**What to work on**
Count every line of these entries that holds the word "cloud", and reply with the number only.

::::::::::

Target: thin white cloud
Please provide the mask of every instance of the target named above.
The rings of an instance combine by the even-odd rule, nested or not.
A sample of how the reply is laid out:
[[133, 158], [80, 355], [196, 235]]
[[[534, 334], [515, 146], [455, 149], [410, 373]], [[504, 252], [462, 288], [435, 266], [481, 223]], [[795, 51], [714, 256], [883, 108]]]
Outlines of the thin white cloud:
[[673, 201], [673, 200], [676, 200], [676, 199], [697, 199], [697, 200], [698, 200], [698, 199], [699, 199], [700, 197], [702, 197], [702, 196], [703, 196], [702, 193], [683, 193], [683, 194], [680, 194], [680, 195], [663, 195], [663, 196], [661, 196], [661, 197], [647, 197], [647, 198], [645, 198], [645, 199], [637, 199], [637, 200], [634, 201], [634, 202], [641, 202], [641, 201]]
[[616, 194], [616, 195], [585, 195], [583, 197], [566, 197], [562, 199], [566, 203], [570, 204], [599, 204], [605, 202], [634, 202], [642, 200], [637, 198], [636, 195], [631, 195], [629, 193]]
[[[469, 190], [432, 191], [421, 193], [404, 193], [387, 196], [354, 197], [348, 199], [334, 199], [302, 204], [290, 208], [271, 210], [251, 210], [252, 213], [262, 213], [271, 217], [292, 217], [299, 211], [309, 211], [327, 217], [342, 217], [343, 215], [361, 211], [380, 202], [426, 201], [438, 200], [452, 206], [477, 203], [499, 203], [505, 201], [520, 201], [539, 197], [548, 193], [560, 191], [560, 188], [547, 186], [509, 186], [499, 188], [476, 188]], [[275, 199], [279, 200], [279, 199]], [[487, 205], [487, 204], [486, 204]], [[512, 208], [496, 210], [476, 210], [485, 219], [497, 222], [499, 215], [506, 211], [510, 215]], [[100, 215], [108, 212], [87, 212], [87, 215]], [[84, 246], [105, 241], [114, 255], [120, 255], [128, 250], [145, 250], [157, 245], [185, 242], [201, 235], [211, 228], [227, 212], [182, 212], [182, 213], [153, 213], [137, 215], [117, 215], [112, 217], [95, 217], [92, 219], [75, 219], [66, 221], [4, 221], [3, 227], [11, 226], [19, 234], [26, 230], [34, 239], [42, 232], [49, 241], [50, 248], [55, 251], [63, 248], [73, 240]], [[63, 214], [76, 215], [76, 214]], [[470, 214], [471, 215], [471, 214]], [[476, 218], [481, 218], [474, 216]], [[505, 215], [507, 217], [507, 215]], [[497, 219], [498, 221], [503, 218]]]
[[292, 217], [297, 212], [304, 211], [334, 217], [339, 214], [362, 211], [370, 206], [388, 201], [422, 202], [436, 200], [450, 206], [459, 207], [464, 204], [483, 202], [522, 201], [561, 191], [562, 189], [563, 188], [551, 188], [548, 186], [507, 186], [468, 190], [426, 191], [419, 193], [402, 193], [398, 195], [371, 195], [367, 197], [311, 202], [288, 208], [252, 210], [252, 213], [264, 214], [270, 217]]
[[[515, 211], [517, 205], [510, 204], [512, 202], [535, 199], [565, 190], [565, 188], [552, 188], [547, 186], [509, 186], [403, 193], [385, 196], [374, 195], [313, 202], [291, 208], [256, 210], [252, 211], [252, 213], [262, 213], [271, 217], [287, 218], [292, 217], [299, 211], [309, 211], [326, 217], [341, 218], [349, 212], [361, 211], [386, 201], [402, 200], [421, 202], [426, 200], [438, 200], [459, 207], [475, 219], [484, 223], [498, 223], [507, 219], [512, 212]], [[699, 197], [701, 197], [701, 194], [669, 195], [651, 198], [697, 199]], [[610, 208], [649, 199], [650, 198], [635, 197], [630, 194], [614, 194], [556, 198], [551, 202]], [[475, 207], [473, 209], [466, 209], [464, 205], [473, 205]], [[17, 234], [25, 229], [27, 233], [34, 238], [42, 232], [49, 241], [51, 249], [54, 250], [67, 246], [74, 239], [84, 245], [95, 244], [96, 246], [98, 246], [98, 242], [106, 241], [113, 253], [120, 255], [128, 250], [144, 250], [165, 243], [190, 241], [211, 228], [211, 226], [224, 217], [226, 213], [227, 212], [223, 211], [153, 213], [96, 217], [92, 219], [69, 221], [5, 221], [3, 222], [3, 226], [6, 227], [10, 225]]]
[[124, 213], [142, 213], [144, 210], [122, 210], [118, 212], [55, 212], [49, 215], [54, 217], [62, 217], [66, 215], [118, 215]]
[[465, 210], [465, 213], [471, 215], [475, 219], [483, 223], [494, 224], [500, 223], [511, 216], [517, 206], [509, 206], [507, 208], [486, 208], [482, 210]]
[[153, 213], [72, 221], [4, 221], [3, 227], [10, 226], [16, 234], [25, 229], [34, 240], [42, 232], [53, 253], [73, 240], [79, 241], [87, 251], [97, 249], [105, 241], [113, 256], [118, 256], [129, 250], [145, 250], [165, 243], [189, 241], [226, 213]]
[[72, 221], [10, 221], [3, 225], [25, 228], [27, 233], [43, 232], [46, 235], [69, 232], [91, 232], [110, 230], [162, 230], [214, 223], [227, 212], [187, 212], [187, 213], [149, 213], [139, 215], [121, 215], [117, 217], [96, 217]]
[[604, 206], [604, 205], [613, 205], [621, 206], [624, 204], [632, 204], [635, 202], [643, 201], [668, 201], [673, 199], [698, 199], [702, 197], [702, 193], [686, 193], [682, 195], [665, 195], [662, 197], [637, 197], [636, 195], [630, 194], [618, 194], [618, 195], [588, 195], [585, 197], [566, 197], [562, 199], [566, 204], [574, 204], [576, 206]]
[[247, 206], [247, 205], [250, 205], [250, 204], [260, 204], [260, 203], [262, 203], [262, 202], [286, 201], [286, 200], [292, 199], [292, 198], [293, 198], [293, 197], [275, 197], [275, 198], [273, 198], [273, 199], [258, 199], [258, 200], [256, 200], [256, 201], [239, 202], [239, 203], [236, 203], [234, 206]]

::::::::::

**Your response**
2